- Exercise material
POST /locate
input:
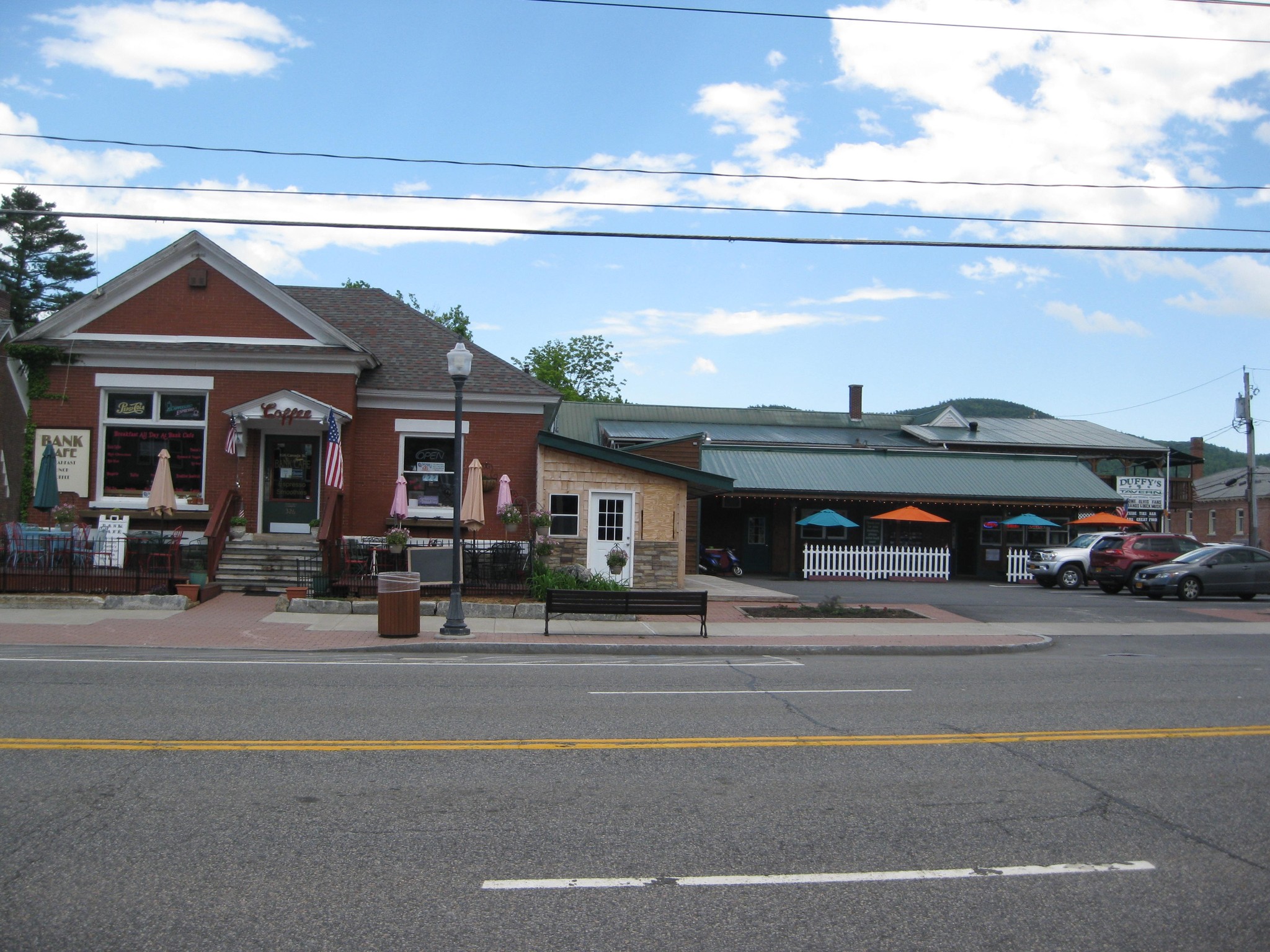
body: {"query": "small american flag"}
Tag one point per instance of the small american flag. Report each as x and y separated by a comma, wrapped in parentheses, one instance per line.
(334, 475)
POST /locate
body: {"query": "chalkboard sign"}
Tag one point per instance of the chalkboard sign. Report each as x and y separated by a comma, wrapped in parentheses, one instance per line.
(433, 564)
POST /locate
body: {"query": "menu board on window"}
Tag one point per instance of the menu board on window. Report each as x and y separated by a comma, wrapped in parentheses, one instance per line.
(131, 455)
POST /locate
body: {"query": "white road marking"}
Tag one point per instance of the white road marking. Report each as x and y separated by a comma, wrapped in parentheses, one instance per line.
(404, 662)
(803, 879)
(768, 691)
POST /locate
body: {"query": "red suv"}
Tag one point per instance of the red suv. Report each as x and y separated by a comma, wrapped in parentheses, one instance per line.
(1117, 559)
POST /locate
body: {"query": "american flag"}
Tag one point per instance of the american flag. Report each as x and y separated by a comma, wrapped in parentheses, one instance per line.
(334, 475)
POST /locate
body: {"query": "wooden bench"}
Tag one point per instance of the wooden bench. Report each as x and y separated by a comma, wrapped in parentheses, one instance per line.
(629, 602)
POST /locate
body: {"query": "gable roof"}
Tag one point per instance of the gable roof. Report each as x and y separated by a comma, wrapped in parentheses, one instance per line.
(412, 348)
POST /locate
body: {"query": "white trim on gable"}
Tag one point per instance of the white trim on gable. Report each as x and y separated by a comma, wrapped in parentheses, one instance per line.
(190, 248)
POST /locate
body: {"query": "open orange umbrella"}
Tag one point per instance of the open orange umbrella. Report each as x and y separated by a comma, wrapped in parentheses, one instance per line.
(1104, 519)
(910, 513)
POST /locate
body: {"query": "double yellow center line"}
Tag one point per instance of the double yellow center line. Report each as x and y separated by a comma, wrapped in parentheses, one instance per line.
(1258, 730)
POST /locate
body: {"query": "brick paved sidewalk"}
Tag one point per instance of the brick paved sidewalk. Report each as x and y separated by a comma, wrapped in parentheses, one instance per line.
(241, 621)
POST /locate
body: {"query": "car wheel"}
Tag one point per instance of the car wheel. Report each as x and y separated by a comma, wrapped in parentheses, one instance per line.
(1070, 576)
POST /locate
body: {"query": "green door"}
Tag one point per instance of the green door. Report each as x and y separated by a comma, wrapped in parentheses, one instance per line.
(290, 484)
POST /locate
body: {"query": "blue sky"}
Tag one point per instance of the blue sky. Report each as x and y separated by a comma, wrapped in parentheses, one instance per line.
(1072, 333)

- Task brief
Exclude the pictures, and transcribe all of the material exactly.

- The reply
POST /locate
input:
body: {"query": "small american flag"}
Tag one point per instance of the small american flag. Report each as x and y separated by a comma, wrapped in parentheses, one instance per line.
(334, 475)
POST /locate
body: {"query": "chalkboard sign"}
Tag one point per instance of the chalkboard sign. Report each as x and y separated by a comma, wrapped in parentheses, one instance per line.
(433, 564)
POST /locate
body: {"query": "menu board on window"}
Tag one point per instance of the menu board on window. Report each as x and y separated by a comma, wrapped in parentheses, one instance per line.
(131, 455)
POST /locate
body: {"query": "white road marking"}
Tag one point per instance of the white road marking. Report each as x and y separated by a comma, wrapped in parentheses, one instance per line.
(404, 662)
(803, 879)
(768, 691)
POST /locate
body: {"query": "red suv"}
Tag one point per instance of the red suv. Report each as x and y separated by a comma, wrapped in parentheses, one instance per line.
(1117, 559)
POST /locate
body: {"query": "american flag"}
Tag one point per instance of the american flag. Report each as x and y separated by a comma, wrapped in parentheses, one instance per line.
(334, 475)
POST /locate
body: {"query": "wooden bench"}
Tag one point per instance of the wooden bench. Report each as x and y separated by a comma, wrapped in parentheses, one instance per line.
(629, 602)
POST /locate
body: {"query": "gable roof"}
Tag one point per instance of the gable roof. Report each as x and y separated by a comma, wrapped in parentheses, one instance per line.
(412, 348)
POST /locate
body: {"query": "white trim on gable"}
Tag one point per instance of the white trim on gable. Report each as x and y separated by a comma, wrapped in parentheses, one instance per line.
(190, 248)
POST /locate
body: {"query": "open orange umbrella"}
Tag one point per instance of the open orange umbrella. Report each as x and y separated by a comma, wrapped in parentheses, one instance per line.
(1104, 519)
(910, 513)
POST /locate
body: {"query": "double yellow center line"}
Tag one point per instance of the double yellow center line. Report each as x and y separated by a comma, wrapped in parentheses, one instance per line.
(1258, 730)
POST /locate
body: {"query": "brick paved sidewalk"}
Tag one point per instance of the brick paved sidewalk. Report each as x and y separated by a comma, wrapped in parentheses, one instance per line.
(241, 621)
POST /locate
body: {"query": "car wheel"}
Tag one point per instance of the car wheel. Report each as x and y separated by a comma, wrapped in parentheses, one instance per line.
(1070, 576)
POST /locate
body: {"query": "green door"}
Tag one point per instance of the green door. Report each as x and y separated by a comma, wrapped in parentheses, one instance per line.
(290, 484)
POST /locate
body: {"query": "blue sky"}
Tag one point per instance of the blue sky. Report each as x and y separated by a comma, wrapped in parentheses, one instance per line.
(1072, 333)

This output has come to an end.